_INSTRUCTIONS FOR THE TASK:_ Reproduce everything in the Save the Cat software review from "Review – Save" down to "and live seminars.".

_PROVIDED PASSAGE:_

====

Review – Save the Cat screenplay software for writers

Save the Cat software for writers

Blake Snyder's latest title for writers

Hollywood screenwriter/producer celebrity Blake Snyder sells scripts to Disney and Spielberg, among others. He knows what he’s doing and shares with other writers via his software, Save the Cat. Snyder taught at Chapman, UCLA, Vanderbilt, and the Beijing Film Academy. His book is highly visible in screenwriting classes at U.S. and Canadian universities. His software connects users to a forum, related books, a website and live seminars.

Save the Cat, built to handle screenplays of four to 250 pages, is priced at $89.95 for MAC OS10.3.9 and higher for Win Vista and XP. The narration is lighthearted and upbeat.

Why is it called Save the Cat? Snyder tells you but I won’t spoil it. It has to do with audiences connecting with heroes. The title’s cleverness carries through the program, which is equivalent to a college course. Work it, baby, and it will work for you. Screen writing and movie scripts are not my writing focus, but I was sucked in.

By the time I worked through Save the Cat, I felt I could write a screenplay. Snyder’s method of organizing, outlining and visualizing simply has to result in a fleshed-out project.

screen shot Save the Cat

screen shot Save the Cat

Save the Cat features:

  • Develop a powerful Logline and Title
  • Choose one of 10 genres, each with recognizable traits that will help you write something that is “the same, only different”: Monster in the House, Golden Fleece, Out of the Bottle, Dude with a Problem, Rites of Passage, Buddy Love, Whydunit, The Fool Triumphant, Institutionalized, and Superhero
  • Fill in a Blake Snyder Beat Sheet with the 15 key beats for every screenplay: Opening Image, Theme Stated, Set-up, Catalyst, Debate, Break into Two, B Story, Fun and Games, Midpoint, Bad Guys Close In, All Is Lost, Dark Night of the Soul, Break into Three, Finale, and Final Image
The Save the Cat Board

The Save the Cat Board

What’s to like about Save the Cat

  • The Board, that which Snyder calls, “the fabled device seen in executive offices all over Hollywood,” puts your movie or play in front of you before you write so much as a page. I learned a lot about how movie pacing.

====

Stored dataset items
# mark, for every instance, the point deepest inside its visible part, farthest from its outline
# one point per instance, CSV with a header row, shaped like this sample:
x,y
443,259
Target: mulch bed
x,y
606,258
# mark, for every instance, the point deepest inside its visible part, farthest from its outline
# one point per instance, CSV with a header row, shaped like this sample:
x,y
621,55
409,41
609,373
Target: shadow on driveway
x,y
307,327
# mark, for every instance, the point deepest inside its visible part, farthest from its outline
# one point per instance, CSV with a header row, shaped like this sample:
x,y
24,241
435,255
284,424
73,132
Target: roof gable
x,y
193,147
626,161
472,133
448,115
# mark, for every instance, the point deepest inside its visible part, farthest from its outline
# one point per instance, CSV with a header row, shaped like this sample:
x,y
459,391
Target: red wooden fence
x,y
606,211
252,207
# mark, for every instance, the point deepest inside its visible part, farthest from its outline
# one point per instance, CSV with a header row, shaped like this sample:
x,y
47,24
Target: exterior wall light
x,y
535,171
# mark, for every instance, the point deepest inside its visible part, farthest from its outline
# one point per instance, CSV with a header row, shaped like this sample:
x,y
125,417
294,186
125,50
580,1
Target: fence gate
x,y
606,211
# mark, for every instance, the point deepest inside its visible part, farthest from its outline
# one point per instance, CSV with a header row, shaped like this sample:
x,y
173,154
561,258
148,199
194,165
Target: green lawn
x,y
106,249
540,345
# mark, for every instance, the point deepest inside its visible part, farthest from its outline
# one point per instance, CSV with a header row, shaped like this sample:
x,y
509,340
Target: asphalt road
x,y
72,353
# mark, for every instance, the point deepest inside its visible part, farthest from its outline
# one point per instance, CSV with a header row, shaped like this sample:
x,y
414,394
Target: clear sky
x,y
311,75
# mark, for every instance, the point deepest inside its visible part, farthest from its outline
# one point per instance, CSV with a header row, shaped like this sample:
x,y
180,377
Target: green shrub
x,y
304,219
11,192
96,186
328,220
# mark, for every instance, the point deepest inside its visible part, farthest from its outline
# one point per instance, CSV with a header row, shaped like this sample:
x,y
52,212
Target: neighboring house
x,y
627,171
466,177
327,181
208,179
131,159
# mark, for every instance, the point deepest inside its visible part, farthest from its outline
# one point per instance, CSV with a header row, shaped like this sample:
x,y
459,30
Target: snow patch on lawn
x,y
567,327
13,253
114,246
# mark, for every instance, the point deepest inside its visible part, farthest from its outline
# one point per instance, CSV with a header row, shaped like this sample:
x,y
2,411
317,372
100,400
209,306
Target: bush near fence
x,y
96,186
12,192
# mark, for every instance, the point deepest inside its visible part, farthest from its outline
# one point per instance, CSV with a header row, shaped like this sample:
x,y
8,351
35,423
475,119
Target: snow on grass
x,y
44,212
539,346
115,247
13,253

====

_COMPLETE RESPONSE:_
Review – Save the Cat screenplay software for writers

Save the Cat software for writers

Blake Snyder's latest title for writers

Hollywood screenwriter/producer celebrity Blake Snyder sells scripts to Disney and Spielberg, among others. He knows what he’s doing and shares with other writers via his software, Save the Cat. Snyder taught at Chapman, UCLA, Vanderbilt, and the Beijing Film Academy. His book is highly visible in screenwriting classes at U.S. and Canadian universities. His software connects users to a forum, related books, a website and live seminars.